=== What is being asked ===
Return, from the data that follows, each line that holds the word "raised".

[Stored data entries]
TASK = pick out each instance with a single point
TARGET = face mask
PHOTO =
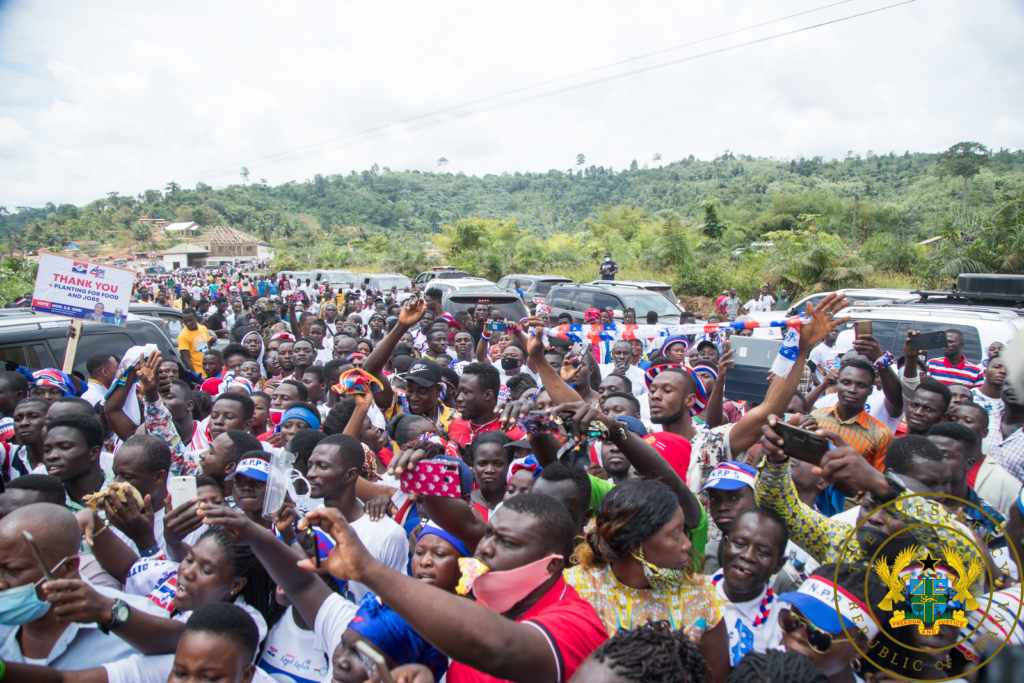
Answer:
(20, 605)
(502, 590)
(659, 578)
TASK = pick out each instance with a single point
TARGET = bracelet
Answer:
(887, 359)
(617, 434)
(151, 552)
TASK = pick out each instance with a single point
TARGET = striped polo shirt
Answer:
(867, 436)
(965, 373)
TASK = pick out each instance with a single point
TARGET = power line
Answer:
(569, 88)
(382, 132)
(513, 91)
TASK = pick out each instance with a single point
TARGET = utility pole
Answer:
(856, 200)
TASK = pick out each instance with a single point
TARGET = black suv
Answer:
(38, 341)
(576, 299)
(535, 288)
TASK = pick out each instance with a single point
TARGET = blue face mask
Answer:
(20, 605)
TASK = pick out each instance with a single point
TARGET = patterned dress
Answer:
(695, 608)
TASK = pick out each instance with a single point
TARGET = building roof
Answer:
(179, 227)
(222, 235)
(185, 248)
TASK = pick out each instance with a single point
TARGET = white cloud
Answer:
(129, 95)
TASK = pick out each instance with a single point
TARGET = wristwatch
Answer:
(896, 487)
(120, 613)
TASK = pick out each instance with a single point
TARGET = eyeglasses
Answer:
(820, 641)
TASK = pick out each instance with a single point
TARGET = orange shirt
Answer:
(868, 436)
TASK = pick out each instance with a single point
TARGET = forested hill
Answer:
(905, 195)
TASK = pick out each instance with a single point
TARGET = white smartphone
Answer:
(181, 489)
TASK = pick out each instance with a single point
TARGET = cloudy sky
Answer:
(123, 95)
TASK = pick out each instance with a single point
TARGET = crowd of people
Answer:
(263, 505)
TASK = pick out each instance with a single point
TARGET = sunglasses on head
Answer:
(820, 641)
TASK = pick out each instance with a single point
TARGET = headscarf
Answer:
(431, 528)
(299, 413)
(52, 377)
(390, 634)
(262, 350)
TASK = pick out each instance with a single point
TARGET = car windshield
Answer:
(642, 303)
(387, 282)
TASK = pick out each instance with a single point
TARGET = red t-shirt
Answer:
(675, 449)
(567, 622)
(464, 432)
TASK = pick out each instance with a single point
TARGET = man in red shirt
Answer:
(476, 399)
(545, 635)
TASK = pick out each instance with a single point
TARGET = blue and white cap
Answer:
(254, 468)
(731, 476)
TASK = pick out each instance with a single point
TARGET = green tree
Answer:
(964, 160)
(713, 227)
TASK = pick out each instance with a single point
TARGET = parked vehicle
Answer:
(168, 319)
(336, 279)
(650, 285)
(979, 326)
(535, 288)
(576, 299)
(463, 284)
(439, 272)
(511, 305)
(382, 281)
(38, 341)
(857, 296)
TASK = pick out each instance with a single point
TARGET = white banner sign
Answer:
(81, 289)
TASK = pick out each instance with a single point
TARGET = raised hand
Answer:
(822, 321)
(348, 559)
(412, 312)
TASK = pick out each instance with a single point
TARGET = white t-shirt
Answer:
(634, 374)
(876, 407)
(154, 669)
(825, 358)
(739, 617)
(289, 654)
(762, 305)
(332, 620)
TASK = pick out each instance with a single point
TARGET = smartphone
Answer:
(802, 444)
(432, 478)
(372, 654)
(181, 489)
(539, 422)
(927, 340)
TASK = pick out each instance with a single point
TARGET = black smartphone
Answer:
(802, 444)
(927, 340)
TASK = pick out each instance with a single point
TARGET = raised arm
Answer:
(869, 347)
(303, 588)
(747, 432)
(714, 414)
(648, 462)
(114, 409)
(559, 391)
(465, 631)
(412, 312)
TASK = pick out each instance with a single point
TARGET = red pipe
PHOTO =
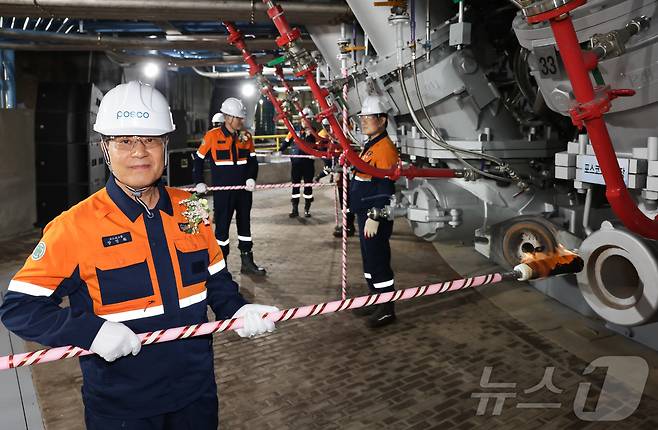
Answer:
(287, 40)
(236, 39)
(589, 113)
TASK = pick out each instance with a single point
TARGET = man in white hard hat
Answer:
(301, 168)
(368, 192)
(130, 262)
(217, 120)
(233, 155)
(332, 165)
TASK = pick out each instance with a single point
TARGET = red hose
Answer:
(236, 39)
(287, 38)
(307, 122)
(589, 112)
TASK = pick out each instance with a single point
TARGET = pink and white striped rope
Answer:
(344, 250)
(263, 186)
(176, 333)
(301, 156)
(336, 208)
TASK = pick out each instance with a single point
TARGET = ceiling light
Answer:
(151, 70)
(248, 90)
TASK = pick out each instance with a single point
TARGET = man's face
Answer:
(372, 125)
(233, 123)
(137, 161)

=== Answer to the problem ===
TARGET = raised hand
TARGET = raised arm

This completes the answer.